** Begin SELECTED TEXT **
But won't their arch code try setting the nodes online at a later stage?

And I think, some architectures only set nodes online conditionally
(see most other node_set_online() calls).

Sorry if I'm confused here, but with now unconditional node_set_online(), won't
we change the behavior of other architectures?
Jonathan Cameron July 19, 2024, 3:27 p.m. UTC | #9
On Tue, 16 Jul 2024 14:13:32 +0300
Mike Rapoport <rppt@kernel.org> wrote:

> From: "Mike Rapoport (Microsoft)" <rppt@kernel.org>
> 
> Make definition of node_data match other architectures.
> This will allow pulling declaration of node_data to the generic mm code in
> the following commit.
> 
> Signed-off-by: Mike Rapoport (Microsoft) <rppt@kernel.org>
FWIW rename looks fine
Reviewed-by: Jonathan Cameron <Jonathan.Cameron@huawei.com>
Mike Rapoport July 19, 2024, 3:34 p.m. UTC | #10
On Fri, Jul 19, 2024 at 05:07:35PM +0200, David Hildenbrand wrote:
> > > > -	 * Allocate node data.  Try node-local memory and then any node.
> > > > -	 * Never allocate in DMA zone.
** End SELECTED TEXT **
** Begin MATERIAL PROVIDED **
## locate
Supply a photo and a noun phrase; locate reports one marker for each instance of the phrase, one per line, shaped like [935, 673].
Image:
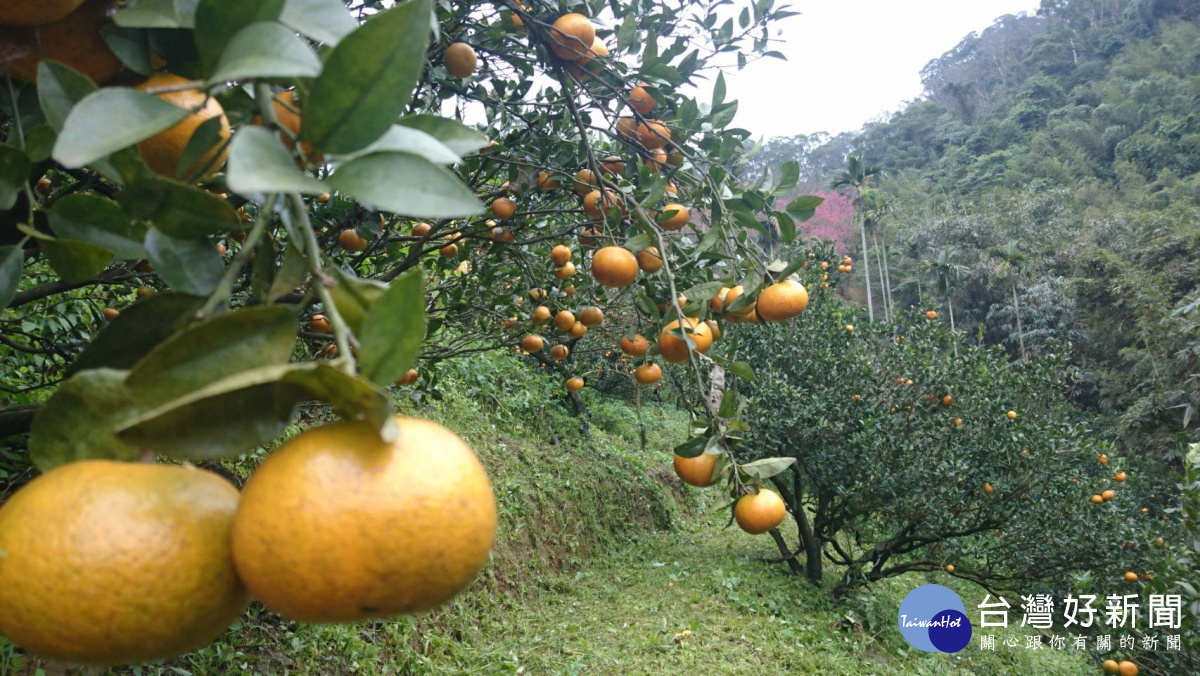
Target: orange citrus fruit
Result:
[649, 261]
[339, 525]
[163, 151]
[571, 36]
[783, 300]
[75, 40]
[635, 346]
[113, 563]
[648, 375]
[460, 60]
[615, 267]
[761, 512]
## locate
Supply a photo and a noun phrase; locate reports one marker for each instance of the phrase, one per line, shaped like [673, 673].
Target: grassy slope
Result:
[603, 562]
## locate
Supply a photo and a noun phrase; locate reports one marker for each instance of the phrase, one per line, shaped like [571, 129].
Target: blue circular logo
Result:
[933, 618]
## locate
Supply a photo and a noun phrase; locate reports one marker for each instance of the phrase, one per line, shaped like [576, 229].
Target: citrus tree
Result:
[911, 456]
[217, 210]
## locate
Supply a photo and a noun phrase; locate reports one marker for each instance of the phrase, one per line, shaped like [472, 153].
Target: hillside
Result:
[605, 564]
[1071, 138]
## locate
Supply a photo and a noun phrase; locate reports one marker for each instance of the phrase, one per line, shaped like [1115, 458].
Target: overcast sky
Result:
[850, 60]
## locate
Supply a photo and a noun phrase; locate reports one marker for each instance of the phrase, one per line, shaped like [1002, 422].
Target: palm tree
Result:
[859, 178]
[946, 275]
[1011, 264]
[913, 251]
[875, 208]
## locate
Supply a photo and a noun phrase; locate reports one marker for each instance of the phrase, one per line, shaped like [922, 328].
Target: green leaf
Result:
[394, 330]
[703, 292]
[292, 273]
[355, 399]
[109, 120]
[369, 79]
[719, 91]
[157, 13]
[75, 261]
[691, 448]
[12, 261]
[456, 136]
[250, 417]
[721, 119]
[255, 407]
[59, 88]
[786, 226]
[742, 370]
[729, 404]
[15, 168]
[354, 297]
[324, 21]
[804, 208]
[407, 139]
[77, 422]
[767, 467]
[99, 221]
[654, 195]
[210, 351]
[131, 46]
[407, 185]
[628, 33]
[639, 243]
[789, 175]
[219, 21]
[189, 265]
[40, 143]
[265, 51]
[177, 209]
[137, 330]
[258, 163]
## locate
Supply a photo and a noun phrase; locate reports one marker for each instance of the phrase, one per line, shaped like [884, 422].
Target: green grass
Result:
[604, 562]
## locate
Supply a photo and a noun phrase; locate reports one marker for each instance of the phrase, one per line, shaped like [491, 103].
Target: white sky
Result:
[851, 60]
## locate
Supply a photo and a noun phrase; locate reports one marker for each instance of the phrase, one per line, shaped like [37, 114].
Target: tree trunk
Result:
[887, 276]
[949, 303]
[883, 286]
[1017, 307]
[867, 273]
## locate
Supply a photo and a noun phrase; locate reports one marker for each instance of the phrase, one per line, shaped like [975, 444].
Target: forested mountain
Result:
[1048, 187]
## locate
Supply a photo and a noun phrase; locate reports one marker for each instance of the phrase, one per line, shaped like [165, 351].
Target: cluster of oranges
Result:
[1125, 668]
[1109, 494]
[111, 563]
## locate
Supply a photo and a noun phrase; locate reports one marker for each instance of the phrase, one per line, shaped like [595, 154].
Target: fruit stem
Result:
[299, 210]
[21, 143]
[323, 282]
[223, 289]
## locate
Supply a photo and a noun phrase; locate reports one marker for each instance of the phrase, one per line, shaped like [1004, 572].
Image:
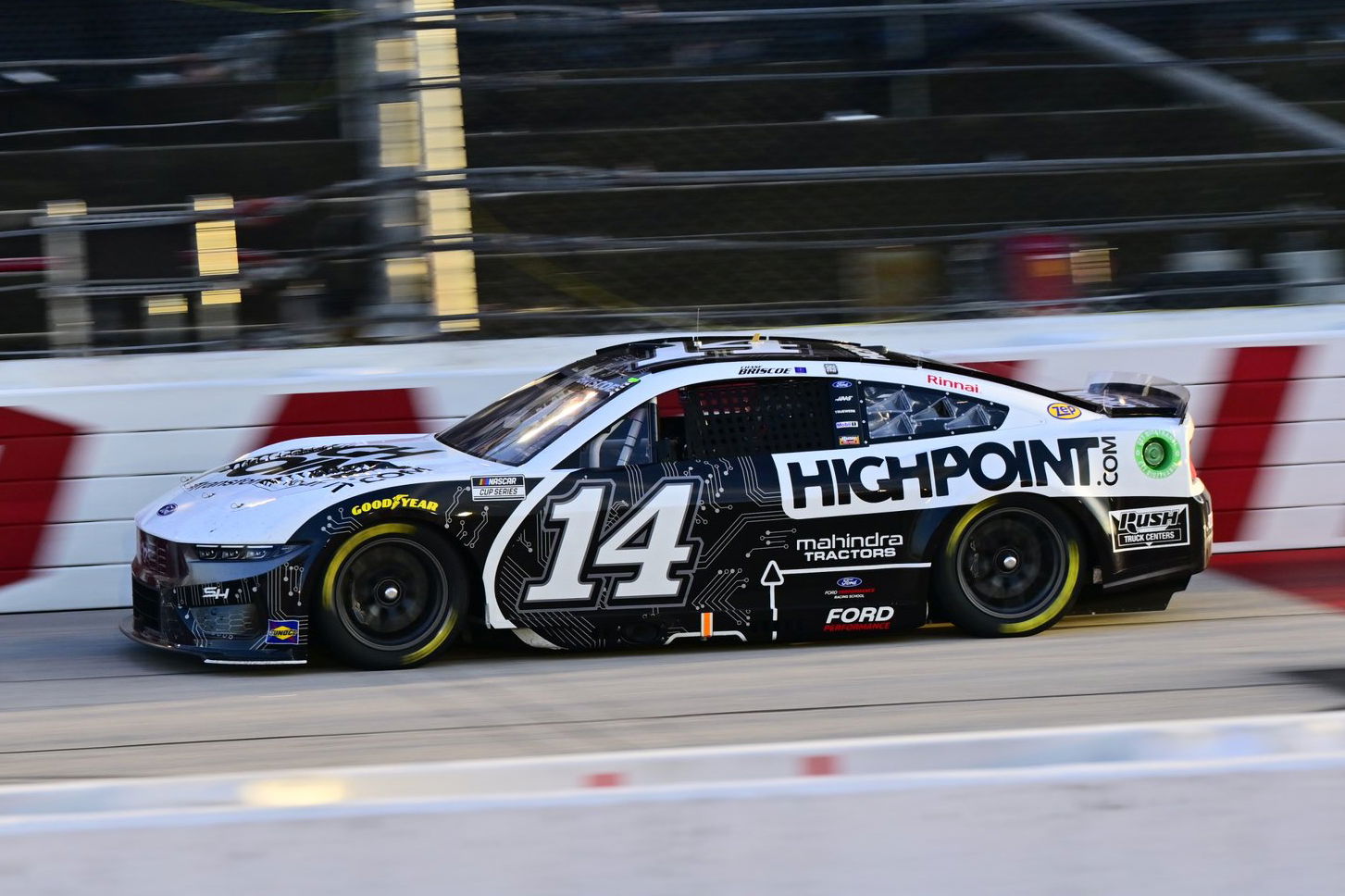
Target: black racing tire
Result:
[391, 598]
[1009, 568]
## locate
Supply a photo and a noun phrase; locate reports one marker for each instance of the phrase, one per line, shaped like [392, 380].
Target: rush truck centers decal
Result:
[1151, 528]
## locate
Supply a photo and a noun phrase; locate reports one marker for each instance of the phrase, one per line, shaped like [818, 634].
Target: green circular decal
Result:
[1157, 454]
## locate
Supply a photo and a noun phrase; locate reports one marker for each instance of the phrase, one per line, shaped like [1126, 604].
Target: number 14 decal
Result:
[650, 554]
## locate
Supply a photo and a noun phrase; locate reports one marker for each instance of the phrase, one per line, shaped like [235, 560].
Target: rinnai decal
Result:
[860, 619]
[499, 487]
[872, 483]
[1151, 528]
[393, 504]
[943, 382]
[845, 548]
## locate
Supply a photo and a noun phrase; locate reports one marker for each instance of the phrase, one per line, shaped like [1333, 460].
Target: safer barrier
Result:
[89, 441]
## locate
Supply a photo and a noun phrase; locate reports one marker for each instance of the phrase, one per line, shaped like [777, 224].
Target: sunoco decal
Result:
[499, 487]
[281, 631]
[1151, 528]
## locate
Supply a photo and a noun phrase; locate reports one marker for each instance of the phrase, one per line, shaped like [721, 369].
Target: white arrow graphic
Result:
[774, 576]
[771, 578]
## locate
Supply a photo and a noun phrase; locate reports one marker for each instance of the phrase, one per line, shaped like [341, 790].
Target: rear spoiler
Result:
[1122, 394]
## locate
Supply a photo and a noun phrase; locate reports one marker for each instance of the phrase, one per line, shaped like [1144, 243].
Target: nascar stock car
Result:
[736, 489]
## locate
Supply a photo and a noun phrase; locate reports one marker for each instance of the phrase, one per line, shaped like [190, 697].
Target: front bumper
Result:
[217, 655]
[222, 613]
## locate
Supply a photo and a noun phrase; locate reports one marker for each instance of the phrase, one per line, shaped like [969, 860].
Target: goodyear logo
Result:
[393, 504]
[281, 631]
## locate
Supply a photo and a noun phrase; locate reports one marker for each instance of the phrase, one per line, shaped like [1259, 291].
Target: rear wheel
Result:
[392, 596]
[1009, 568]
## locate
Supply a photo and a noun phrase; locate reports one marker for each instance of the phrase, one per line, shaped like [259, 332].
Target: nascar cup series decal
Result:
[510, 487]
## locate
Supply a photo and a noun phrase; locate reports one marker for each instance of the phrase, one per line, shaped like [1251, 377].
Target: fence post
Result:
[62, 241]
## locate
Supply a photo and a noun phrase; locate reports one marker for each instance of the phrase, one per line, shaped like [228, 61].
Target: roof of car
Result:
[650, 355]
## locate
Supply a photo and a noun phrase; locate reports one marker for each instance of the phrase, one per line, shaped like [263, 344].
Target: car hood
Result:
[268, 494]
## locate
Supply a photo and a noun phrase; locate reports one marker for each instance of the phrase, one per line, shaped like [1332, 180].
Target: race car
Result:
[737, 489]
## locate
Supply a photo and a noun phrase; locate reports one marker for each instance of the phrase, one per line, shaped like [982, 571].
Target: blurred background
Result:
[221, 174]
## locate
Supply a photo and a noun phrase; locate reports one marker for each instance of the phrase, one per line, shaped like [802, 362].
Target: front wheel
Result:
[392, 596]
[1009, 568]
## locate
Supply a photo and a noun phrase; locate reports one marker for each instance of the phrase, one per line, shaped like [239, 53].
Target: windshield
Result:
[529, 418]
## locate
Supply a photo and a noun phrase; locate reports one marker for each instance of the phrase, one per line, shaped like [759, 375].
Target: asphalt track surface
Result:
[77, 700]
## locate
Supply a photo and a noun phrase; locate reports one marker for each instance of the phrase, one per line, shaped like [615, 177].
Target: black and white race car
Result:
[688, 489]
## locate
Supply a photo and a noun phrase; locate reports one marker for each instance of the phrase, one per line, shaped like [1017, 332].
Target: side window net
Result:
[756, 417]
[908, 412]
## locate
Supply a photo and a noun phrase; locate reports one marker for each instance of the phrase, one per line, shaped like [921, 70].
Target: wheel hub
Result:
[388, 592]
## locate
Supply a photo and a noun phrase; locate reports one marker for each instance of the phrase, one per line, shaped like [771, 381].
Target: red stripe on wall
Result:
[1256, 388]
[344, 413]
[38, 457]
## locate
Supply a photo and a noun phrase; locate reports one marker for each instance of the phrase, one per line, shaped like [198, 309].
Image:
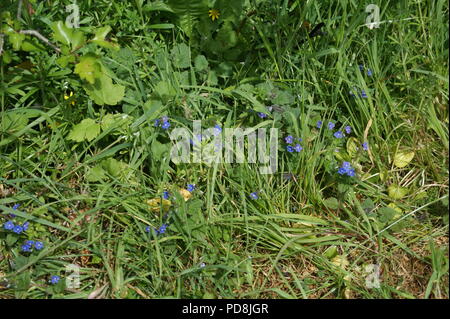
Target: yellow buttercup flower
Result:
[66, 97]
[214, 14]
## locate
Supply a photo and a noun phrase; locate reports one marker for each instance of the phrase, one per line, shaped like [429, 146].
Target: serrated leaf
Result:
[403, 158]
[397, 192]
[88, 130]
[89, 68]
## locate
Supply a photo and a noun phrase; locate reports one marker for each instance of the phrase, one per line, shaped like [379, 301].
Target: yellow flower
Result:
[66, 97]
[214, 14]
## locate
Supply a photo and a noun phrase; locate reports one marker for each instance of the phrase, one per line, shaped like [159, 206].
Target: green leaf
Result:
[397, 192]
[61, 32]
[201, 63]
[403, 158]
[89, 68]
[16, 40]
[181, 56]
[99, 38]
[96, 174]
[88, 130]
[103, 91]
[331, 203]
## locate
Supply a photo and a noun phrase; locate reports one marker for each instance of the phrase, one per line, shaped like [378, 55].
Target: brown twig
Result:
[41, 37]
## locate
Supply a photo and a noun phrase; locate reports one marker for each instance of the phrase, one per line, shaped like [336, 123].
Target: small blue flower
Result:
[331, 125]
[26, 248]
[217, 130]
[54, 280]
[346, 165]
[262, 115]
[254, 195]
[338, 134]
[289, 139]
[162, 229]
[165, 126]
[365, 146]
[18, 229]
[8, 225]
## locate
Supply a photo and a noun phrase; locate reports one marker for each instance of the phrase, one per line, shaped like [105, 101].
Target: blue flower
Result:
[18, 229]
[162, 229]
[217, 130]
[289, 139]
[262, 115]
[330, 125]
[346, 169]
[26, 248]
[165, 125]
[365, 146]
[54, 280]
[338, 134]
[254, 195]
[8, 225]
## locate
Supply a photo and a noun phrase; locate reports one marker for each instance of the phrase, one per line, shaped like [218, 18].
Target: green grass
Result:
[286, 244]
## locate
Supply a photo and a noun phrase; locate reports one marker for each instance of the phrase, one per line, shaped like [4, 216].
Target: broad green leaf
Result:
[88, 130]
[397, 192]
[89, 68]
[403, 158]
[103, 91]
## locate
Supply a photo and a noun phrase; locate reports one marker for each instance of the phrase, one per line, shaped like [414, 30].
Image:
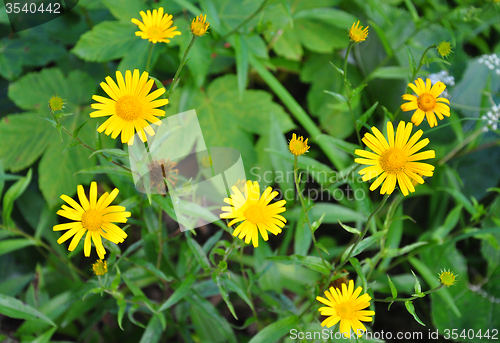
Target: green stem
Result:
[365, 230]
[389, 300]
[302, 202]
[183, 62]
[261, 7]
[151, 46]
[354, 122]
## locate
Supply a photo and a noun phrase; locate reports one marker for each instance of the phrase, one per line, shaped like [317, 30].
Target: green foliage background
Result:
[251, 89]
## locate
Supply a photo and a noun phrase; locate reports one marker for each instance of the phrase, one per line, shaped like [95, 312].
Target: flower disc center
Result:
[393, 160]
[254, 214]
[154, 32]
[345, 310]
[91, 220]
[426, 102]
[128, 108]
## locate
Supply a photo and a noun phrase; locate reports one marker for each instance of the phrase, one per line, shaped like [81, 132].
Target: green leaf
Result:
[275, 331]
[355, 263]
[241, 50]
[311, 262]
[179, 293]
[337, 96]
[223, 293]
[198, 252]
[153, 331]
[411, 309]
[11, 195]
[14, 308]
[107, 41]
[10, 245]
[364, 244]
[394, 291]
[350, 229]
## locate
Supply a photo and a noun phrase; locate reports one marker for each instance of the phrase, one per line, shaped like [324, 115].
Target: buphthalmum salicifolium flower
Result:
[447, 278]
[346, 306]
[255, 213]
[199, 25]
[427, 102]
[100, 267]
[131, 106]
[357, 34]
[94, 217]
[396, 159]
[298, 146]
[156, 26]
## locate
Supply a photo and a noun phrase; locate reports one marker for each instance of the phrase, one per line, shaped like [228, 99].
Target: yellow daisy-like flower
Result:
[130, 106]
[346, 306]
[156, 27]
[357, 33]
[94, 217]
[426, 103]
[100, 267]
[198, 25]
[396, 159]
[444, 49]
[255, 213]
[56, 103]
[447, 278]
[298, 146]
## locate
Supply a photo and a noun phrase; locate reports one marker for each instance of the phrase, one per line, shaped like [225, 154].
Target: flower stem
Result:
[354, 122]
[365, 230]
[151, 46]
[389, 300]
[181, 65]
[302, 202]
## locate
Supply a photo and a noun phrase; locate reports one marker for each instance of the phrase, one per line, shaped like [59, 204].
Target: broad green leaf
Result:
[11, 195]
[107, 41]
[411, 309]
[9, 245]
[311, 262]
[14, 308]
[179, 293]
[275, 331]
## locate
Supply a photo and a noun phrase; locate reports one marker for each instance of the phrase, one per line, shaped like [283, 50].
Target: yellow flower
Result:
[447, 278]
[357, 33]
[94, 217]
[426, 102]
[100, 267]
[395, 160]
[56, 103]
[156, 26]
[255, 213]
[347, 307]
[130, 106]
[444, 49]
[298, 146]
[198, 25]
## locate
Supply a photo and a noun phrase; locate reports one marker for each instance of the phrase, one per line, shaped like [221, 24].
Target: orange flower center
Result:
[154, 32]
[345, 310]
[426, 102]
[393, 160]
[128, 108]
[254, 214]
[92, 220]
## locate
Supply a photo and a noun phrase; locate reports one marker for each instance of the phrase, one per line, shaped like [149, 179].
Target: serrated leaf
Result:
[411, 309]
[394, 291]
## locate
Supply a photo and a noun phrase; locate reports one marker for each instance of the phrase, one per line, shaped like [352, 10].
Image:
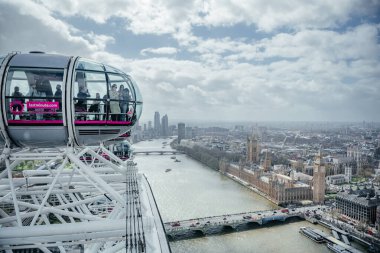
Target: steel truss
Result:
[80, 199]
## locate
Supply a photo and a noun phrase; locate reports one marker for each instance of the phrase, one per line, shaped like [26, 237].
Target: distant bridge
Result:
[232, 222]
[159, 152]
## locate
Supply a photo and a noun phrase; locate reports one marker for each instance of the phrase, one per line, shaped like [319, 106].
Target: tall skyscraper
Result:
[181, 132]
[165, 126]
[319, 184]
[252, 149]
[157, 125]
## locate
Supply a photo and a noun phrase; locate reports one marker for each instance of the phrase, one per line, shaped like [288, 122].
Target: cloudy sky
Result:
[219, 60]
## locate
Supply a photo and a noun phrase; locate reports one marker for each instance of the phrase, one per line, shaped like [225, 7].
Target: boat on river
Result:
[308, 232]
[336, 248]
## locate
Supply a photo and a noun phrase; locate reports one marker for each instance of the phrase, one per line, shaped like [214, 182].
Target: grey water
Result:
[190, 190]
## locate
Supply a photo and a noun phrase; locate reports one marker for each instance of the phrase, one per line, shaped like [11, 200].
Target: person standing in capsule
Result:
[114, 103]
[33, 93]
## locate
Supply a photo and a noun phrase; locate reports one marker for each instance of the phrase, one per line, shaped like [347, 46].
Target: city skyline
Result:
[220, 61]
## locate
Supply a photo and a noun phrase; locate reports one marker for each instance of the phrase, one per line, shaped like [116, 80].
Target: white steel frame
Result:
[76, 199]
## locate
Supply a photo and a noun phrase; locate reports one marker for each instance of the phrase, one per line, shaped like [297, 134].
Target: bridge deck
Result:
[206, 224]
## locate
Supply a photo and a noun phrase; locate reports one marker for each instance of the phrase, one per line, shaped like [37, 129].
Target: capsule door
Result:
[33, 102]
[101, 102]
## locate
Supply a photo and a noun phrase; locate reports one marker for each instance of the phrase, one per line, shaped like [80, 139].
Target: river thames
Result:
[189, 189]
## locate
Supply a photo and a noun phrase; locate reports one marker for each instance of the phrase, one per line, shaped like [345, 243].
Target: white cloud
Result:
[305, 73]
[161, 50]
[30, 26]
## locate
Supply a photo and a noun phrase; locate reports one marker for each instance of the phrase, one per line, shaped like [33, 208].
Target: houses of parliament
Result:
[278, 186]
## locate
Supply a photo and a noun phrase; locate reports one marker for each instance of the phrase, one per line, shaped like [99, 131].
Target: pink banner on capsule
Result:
[42, 105]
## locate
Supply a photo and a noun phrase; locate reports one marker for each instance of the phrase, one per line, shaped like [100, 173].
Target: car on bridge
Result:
[176, 224]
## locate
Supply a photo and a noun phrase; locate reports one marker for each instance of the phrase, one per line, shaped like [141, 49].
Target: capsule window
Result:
[34, 96]
[122, 100]
[90, 96]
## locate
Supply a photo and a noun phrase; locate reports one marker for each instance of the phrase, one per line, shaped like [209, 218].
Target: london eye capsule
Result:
[54, 100]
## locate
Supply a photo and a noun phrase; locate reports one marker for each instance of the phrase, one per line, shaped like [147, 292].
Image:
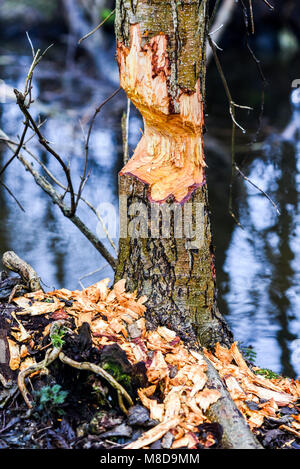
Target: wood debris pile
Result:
[257, 397]
[176, 394]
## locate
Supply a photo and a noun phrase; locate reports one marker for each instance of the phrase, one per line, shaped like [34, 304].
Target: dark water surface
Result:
[258, 268]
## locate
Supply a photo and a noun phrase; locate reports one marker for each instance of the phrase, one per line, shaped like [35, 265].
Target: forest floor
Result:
[82, 371]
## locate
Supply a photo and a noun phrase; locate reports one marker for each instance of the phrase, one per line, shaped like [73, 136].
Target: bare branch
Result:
[97, 27]
[57, 199]
[84, 176]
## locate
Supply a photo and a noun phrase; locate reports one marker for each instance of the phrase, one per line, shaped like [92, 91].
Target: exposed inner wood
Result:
[169, 157]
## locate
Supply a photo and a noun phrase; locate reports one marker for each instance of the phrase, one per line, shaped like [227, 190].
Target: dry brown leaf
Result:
[189, 441]
[207, 397]
[172, 405]
[158, 368]
[267, 394]
[38, 307]
[156, 410]
[14, 354]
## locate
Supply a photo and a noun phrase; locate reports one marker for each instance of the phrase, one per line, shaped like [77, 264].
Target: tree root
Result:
[51, 355]
[56, 352]
[99, 371]
[12, 262]
[236, 432]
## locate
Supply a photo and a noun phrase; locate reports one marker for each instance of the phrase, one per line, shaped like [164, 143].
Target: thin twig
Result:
[97, 27]
[18, 148]
[10, 143]
[258, 188]
[12, 195]
[235, 168]
[84, 177]
[45, 144]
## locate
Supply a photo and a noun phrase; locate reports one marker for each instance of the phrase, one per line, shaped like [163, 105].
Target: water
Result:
[258, 268]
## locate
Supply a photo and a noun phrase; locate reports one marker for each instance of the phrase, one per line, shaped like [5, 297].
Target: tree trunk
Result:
[165, 249]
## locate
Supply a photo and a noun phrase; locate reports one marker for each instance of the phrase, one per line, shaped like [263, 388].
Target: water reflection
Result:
[263, 263]
[260, 266]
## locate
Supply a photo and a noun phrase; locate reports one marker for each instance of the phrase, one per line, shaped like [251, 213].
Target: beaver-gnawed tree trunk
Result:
[165, 249]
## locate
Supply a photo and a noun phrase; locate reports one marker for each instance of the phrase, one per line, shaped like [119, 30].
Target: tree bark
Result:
[166, 250]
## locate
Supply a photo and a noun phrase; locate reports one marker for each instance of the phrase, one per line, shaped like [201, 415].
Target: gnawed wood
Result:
[169, 157]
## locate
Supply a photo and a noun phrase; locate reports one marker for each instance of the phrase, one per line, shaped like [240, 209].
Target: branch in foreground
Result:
[57, 199]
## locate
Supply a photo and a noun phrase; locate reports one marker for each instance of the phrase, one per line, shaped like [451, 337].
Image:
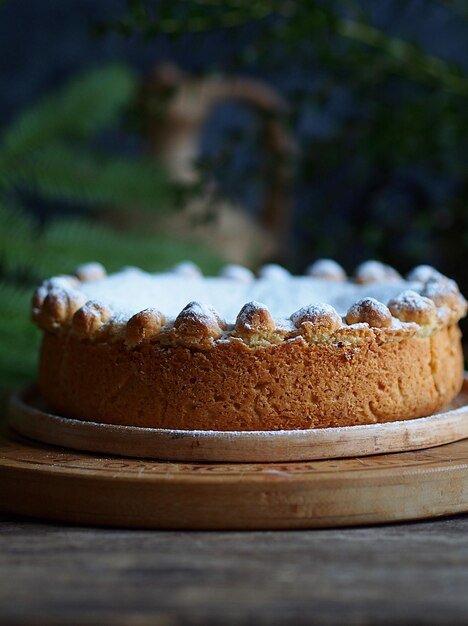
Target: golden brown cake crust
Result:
[290, 385]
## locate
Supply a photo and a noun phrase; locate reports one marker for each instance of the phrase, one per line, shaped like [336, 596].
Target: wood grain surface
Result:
[388, 575]
[29, 416]
[70, 486]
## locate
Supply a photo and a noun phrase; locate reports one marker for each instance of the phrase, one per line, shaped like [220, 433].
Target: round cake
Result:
** End MATERIAL PROVIDED **
WORK TO DO
1. Answer these questions about the mailing-list thread, one line each, marked (a), (b), (c):
(a) Who added a Reviewed-by tag?
(b) On what date and at what time did Mike Rapoport post the message numbered #10?
(c) According to the quoted commit message, what will the change allow in the following commit?
2. Output the mailing-list thread between "Sorry if I'm" and "match other architectures.", inclusive.
3. Go on with the mailing-list thread about node_data from where it stops.

ANSWERS TO EACH TASK
1.
(a) Jonathan Cameron
(b) July 19, 2024, 3:34 p.m. UTC
(c) Pulling the declaration of node_data into the generic mm code

2.
Sorry if I'm confused here, but with now unconditional node_set_online(), won't
we change the behavior of other architectures?
Jonathan Cameron July 19, 2024, 3:27 p.m. UTC | #9
On Tue, 16 Jul 2024 14:13:32 +0300
Mike Rapoport <rppt@kernel.org> wrote:

> From: "Mike Rapoport (Microsoft)" <rppt@kernel.org>
> 
> Make definition of node_data match other architectures.

3.
> > > > -	 */
> > > > -	nd_pa = memblock_phys_alloc_try_nid(nd_size, SMP_CACHE_BYTES, nid);
> > > > -	if (!nd_pa) {
> > > > -		pr_err("Cannot find %zu bytes in any node (initial node: %d)\n",
> > > > -		       nd_size, nid);
> > > > -		return;
> > > > -	}
> > > > -	nd = __va(nd_pa);
> > > > -
> > > > -	/* report and initialize */
> > > > -	printk(KERN_INFO "NODE_DATA(%d) allocated [mem %#010Lx-%#010Lx]\n", nid,
> > > > -	       nd_pa, nd_pa + nd_size - 1);
> > > > -	tnid = early_pfn_to_nid(nd_pa >> PAGE_SHIFT);
> > > > -	if (tnid != nid)
> > > > -		printk(KERN_INFO "    NODE_DATA(%d) on node %d\n", nid, tnid);
> > > > -
> > > > -	node_data[nid] = nd;
> > > > -	memset(NODE_DATA(nid), 0, sizeof(pg_data_t));
> > > > -
> > > > -	node_set_online(nid);
> > > > -}
> > > > -
> > > >    /**
> > > >     * numa_cleanup_meminfo - Cleanup a numa_meminfo
> > > >     * @mi: numa_meminfo to clean up
> > > > @@ -571,6 +538,7 @@ static int __init numa_register_memblks(struct numa_meminfo *mi)
> > > >    			continue;
> > > >    		alloc_node_data(nid);
> > > > +		node_set_online(nid);
> > > >    	}
> > > 
> > > I can spot that we only remove a single node_set_online() call from x86.
> > > 
> > > What about all the other architectures? Will there be any change in behavior
> > > for them? Or do we simply set the nodes online later once more?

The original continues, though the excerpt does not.